| Page |
━━━━
Raw deal – The world’s consumption of raw materials will rise sharply, putting greater pressure on the environment, according to an OECD report. With a growing global population and rising living standards, the amount of raw materials used each year will increase to 167 billion tonnes by 2060, from 90 bln today. The resulting carbon emissions could almost double to 50 bln tonnes of CO2e by 2060. (AP)

Shift rift – Germany’s federal auditors court slammed Chancellor Angela Merkel’s record of switching the nation to clean energy, saying that it added over $180 billion to power bills since 2013 while CO2 emissions hardly shifted. In a report published this week on the German parliament’s website, the federal budget watchdog urged a root-and-branch overhaul of the country’s energy policy as the extent of its failure to achieve pollution cuts emerges. Merkel’s government risks losing confidence in its ability to manage policy “if Energiewende costs continue to rise while its aims are not met,” said the court. The right of the independent auditors to scrutinise and upbraid government policy is anchored in the constitution, while it lacks executive powers. (Bloomberg)
━━━━
Annotation records

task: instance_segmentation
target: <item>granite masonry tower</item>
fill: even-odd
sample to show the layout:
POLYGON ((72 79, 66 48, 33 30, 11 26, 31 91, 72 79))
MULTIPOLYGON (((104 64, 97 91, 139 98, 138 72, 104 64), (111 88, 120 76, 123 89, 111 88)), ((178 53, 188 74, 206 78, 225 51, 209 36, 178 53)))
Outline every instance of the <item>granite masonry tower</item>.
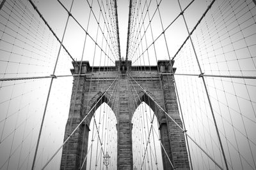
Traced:
MULTIPOLYGON (((131 104, 135 103, 139 106, 145 102, 154 111, 159 122, 161 141, 166 152, 162 147, 164 169, 173 169, 166 155, 175 169, 189 169, 184 134, 155 103, 182 127, 172 75, 157 74, 175 72, 175 69, 172 66, 173 63, 168 64, 168 62, 169 60, 159 60, 155 66, 138 67, 131 66, 131 60, 118 60, 115 62, 115 66, 92 67, 88 61, 78 62, 78 64, 82 66, 81 73, 84 75, 74 76, 64 140, 92 111, 63 146, 60 169, 81 169, 87 153, 91 119, 94 111, 105 102, 114 111, 117 120, 116 169, 133 169, 131 120, 136 108, 131 104), (152 74, 154 72, 156 74, 152 74), (106 92, 113 81, 116 81, 115 84, 118 88, 112 85, 106 92), (135 101, 132 97, 133 93, 138 96, 135 101), (117 106, 114 108, 113 106, 117 106)), ((79 66, 75 63, 73 66, 72 73, 79 74, 79 66)), ((86 162, 82 169, 86 169, 86 162)))

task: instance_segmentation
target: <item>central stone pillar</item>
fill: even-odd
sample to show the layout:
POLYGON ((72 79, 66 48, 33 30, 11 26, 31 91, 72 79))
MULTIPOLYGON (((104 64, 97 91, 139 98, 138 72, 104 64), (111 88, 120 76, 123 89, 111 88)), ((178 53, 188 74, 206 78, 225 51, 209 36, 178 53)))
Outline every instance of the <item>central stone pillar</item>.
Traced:
POLYGON ((132 139, 131 106, 126 73, 119 80, 117 129, 117 169, 132 169, 132 139))

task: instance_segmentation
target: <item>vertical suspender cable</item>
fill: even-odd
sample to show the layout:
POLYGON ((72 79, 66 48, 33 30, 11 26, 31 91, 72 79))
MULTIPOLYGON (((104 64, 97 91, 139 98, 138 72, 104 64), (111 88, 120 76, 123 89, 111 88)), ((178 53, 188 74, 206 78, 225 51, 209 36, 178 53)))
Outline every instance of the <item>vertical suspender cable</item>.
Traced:
POLYGON ((128 19, 128 32, 127 32, 127 42, 126 46, 126 58, 125 60, 128 60, 128 51, 129 51, 129 41, 130 41, 130 31, 131 31, 131 17, 132 15, 132 0, 130 0, 129 4, 129 19, 128 19))
POLYGON ((2 3, 1 3, 1 4, 0 4, 0 11, 1 11, 1 10, 2 9, 3 6, 4 6, 4 3, 5 3, 6 1, 6 0, 3 0, 3 1, 2 1, 2 3))
MULTIPOLYGON (((204 15, 205 15, 205 14, 209 11, 209 9, 211 8, 211 7, 212 6, 212 4, 213 4, 213 3, 214 3, 214 2, 215 2, 215 0, 212 0, 212 2, 211 3, 211 4, 209 5, 207 9, 206 10, 205 12, 204 13, 204 15)), ((180 6, 180 10, 182 11, 182 8, 181 8, 181 6, 180 6, 180 3, 179 0, 178 0, 178 3, 179 3, 179 6, 180 6)), ((198 67, 199 67, 200 73, 201 73, 201 74, 203 74, 203 72, 202 71, 202 69, 201 69, 200 64, 200 63, 199 63, 198 58, 198 57, 197 57, 196 52, 196 50, 195 50, 195 49, 194 44, 193 44, 193 43, 192 38, 191 38, 191 34, 190 34, 189 31, 189 29, 188 29, 188 25, 187 25, 187 22, 186 22, 186 19, 185 19, 185 17, 184 16, 184 14, 183 14, 183 13, 182 14, 182 15, 183 20, 184 20, 184 23, 185 23, 185 25, 186 25, 186 28, 187 31, 188 31, 188 34, 189 34, 188 36, 189 36, 189 39, 190 39, 190 41, 191 41, 191 45, 192 45, 192 47, 193 47, 193 50, 194 53, 195 53, 195 57, 196 57, 196 62, 197 62, 197 64, 198 64, 198 67)), ((203 15, 203 17, 204 17, 204 15, 203 15)), ((225 155, 224 148, 223 148, 223 146, 222 146, 222 142, 221 142, 221 138, 220 138, 220 133, 219 133, 219 129, 218 129, 218 128, 217 123, 216 123, 216 119, 215 119, 214 113, 213 113, 212 106, 212 104, 211 104, 211 99, 210 99, 210 97, 209 97, 209 95, 207 87, 207 86, 206 86, 205 81, 205 80, 204 80, 204 76, 202 76, 202 80, 203 80, 204 86, 205 89, 206 95, 207 95, 207 99, 208 99, 208 101, 209 101, 209 104, 210 109, 211 109, 211 111, 212 116, 212 119, 213 119, 213 121, 214 121, 214 122, 215 129, 216 129, 216 132, 217 132, 218 138, 219 143, 220 143, 220 147, 221 147, 221 149, 222 155, 223 155, 223 159, 224 159, 225 164, 225 166, 226 166, 226 169, 228 169, 228 164, 227 164, 227 159, 226 159, 226 157, 225 157, 225 155)))
POLYGON ((115 0, 115 11, 116 15, 116 38, 117 38, 117 43, 118 43, 118 55, 119 55, 119 60, 121 60, 121 52, 120 47, 120 39, 119 39, 119 27, 118 27, 118 18, 117 15, 117 4, 116 0, 115 0))
MULTIPOLYGON (((33 6, 35 6, 31 0, 29 0, 29 2, 33 4, 33 6)), ((70 6, 70 10, 69 10, 70 12, 71 11, 72 8, 73 6, 73 3, 74 3, 74 0, 72 0, 72 3, 71 3, 71 6, 70 6)), ((63 32, 63 36, 62 36, 61 41, 61 43, 60 43, 60 48, 59 48, 59 51, 58 51, 58 53, 57 59, 56 59, 56 60, 55 62, 55 66, 54 66, 54 68, 53 69, 52 75, 54 75, 54 74, 55 74, 55 71, 56 71, 56 66, 57 66, 58 61, 58 59, 59 59, 60 51, 61 50, 62 43, 63 42, 66 30, 67 30, 67 25, 68 25, 68 23, 69 17, 70 17, 70 15, 68 15, 68 18, 67 19, 67 22, 66 22, 66 25, 65 26, 64 32, 63 32)), ((35 152, 34 159, 33 160, 32 167, 31 167, 31 169, 32 170, 33 170, 34 168, 35 168, 35 161, 36 161, 36 159, 37 152, 38 152, 38 150, 39 142, 40 142, 40 138, 41 138, 42 130, 43 129, 44 118, 45 118, 45 117, 46 110, 47 110, 47 105, 48 105, 49 98, 49 96, 50 96, 51 90, 51 88, 52 88, 52 81, 53 81, 53 79, 54 78, 54 77, 52 76, 51 80, 51 83, 50 83, 50 86, 49 86, 49 88, 47 97, 46 99, 45 106, 45 108, 44 108, 43 117, 42 118, 41 126, 40 126, 40 131, 39 131, 38 138, 37 142, 36 142, 36 150, 35 150, 35 152)))

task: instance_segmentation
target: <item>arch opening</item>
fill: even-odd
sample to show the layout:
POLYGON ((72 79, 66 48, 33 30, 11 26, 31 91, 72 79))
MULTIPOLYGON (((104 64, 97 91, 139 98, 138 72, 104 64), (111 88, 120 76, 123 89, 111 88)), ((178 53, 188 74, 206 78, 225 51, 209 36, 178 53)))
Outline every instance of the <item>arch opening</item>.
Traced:
POLYGON ((104 97, 90 120, 86 169, 116 169, 117 123, 115 114, 104 97), (108 158, 107 155, 109 155, 108 158), (105 158, 104 158, 105 157, 105 158))
POLYGON ((132 118, 134 169, 163 169, 159 122, 156 114, 144 101, 132 118))

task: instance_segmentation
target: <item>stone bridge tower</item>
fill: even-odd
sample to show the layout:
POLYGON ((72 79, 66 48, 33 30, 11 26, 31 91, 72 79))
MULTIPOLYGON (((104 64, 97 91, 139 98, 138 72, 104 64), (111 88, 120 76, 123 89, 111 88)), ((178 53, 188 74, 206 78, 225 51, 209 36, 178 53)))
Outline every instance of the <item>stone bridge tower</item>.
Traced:
MULTIPOLYGON (((82 62, 81 74, 88 74, 74 76, 70 108, 64 139, 87 113, 92 109, 92 111, 64 146, 61 169, 79 169, 87 153, 90 122, 94 111, 104 102, 111 108, 117 120, 117 169, 133 169, 131 120, 136 109, 131 106, 132 102, 134 102, 132 101, 134 93, 138 96, 135 101, 138 104, 136 106, 145 102, 154 111, 159 125, 161 143, 175 169, 189 169, 184 134, 152 100, 156 101, 176 122, 182 126, 172 76, 170 74, 149 74, 149 72, 157 73, 158 70, 162 73, 170 73, 173 69, 174 72, 175 69, 166 63, 168 63, 168 60, 159 60, 157 66, 135 67, 131 66, 130 60, 121 60, 116 61, 115 66, 91 67, 88 62, 82 62), (92 72, 95 74, 90 75, 92 72), (141 85, 147 93, 135 81, 131 80, 131 76, 141 85), (118 86, 118 90, 114 90, 116 89, 111 86, 108 92, 105 92, 115 80, 117 81, 116 84, 118 86), (129 83, 132 85, 129 85, 129 83), (114 103, 117 106, 116 108, 113 108, 114 103), (96 106, 93 108, 95 105, 96 106)), ((78 74, 79 67, 74 63, 73 65, 74 69, 71 69, 72 73, 78 74)), ((163 147, 161 152, 164 169, 172 169, 163 147)), ((86 168, 85 164, 83 169, 86 168)))

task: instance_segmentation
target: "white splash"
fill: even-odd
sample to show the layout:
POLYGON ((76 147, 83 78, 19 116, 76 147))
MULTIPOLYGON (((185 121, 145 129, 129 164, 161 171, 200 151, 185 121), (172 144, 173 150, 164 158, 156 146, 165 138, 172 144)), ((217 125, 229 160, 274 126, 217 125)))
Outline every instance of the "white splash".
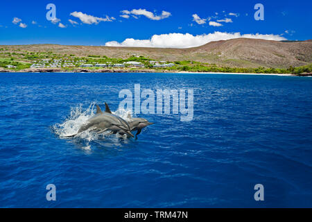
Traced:
MULTIPOLYGON (((84 110, 82 105, 80 104, 78 107, 71 108, 70 116, 64 121, 62 123, 56 123, 52 126, 53 132, 58 135, 60 138, 65 138, 67 137, 77 134, 80 128, 88 119, 95 116, 96 113, 96 103, 92 103, 89 108, 84 110)), ((125 110, 123 109, 117 110, 116 112, 112 112, 114 114, 123 118, 125 120, 128 120, 128 114, 132 114, 131 111, 125 110)), ((104 132, 101 135, 92 131, 84 131, 80 133, 78 136, 87 142, 96 140, 99 137, 105 137, 110 132, 104 132)), ((118 133, 114 135, 116 137, 121 137, 118 133)))

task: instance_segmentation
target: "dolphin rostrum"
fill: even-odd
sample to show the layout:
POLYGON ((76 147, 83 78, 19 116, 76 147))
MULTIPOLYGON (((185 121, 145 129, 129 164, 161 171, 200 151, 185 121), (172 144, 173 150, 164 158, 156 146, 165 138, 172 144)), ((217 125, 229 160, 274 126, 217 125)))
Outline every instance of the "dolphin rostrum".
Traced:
━━━━
| Your tasks |
1. According to the news digest, how much did Germany's switch to clean energy add to power bills since 2013?
2. List every quantity in the news digest that is measured in tonnes.
3. Carry on the news digest about raw materials and German energy policy, beginning after its final sentence.

| Expected results |
1. Over $180 billion.

2. 167 billion tonnes, 90 billion (tonnes), 50 billion tonnes of CO2e

3.
Green growth – As Germany’s federal government parties – the CDU/CSU and the SPD – suffer from voter flight due to the coalition’s constant quarrels, the German Green Party emerges as one of the big beneficiaries. After a spectacular success at the Bavarian elections, the environmentalist party hopes to land another record result in Hesse. Polls suggest that the Green wave might elevate the Hessian party branch even more – and pave the way for the second Green state premier in the country. Ironically, this could mean that progress in Germany’s climate and energy policy could become even more difficult to achieve in the short-term. (Clean Energy Wire)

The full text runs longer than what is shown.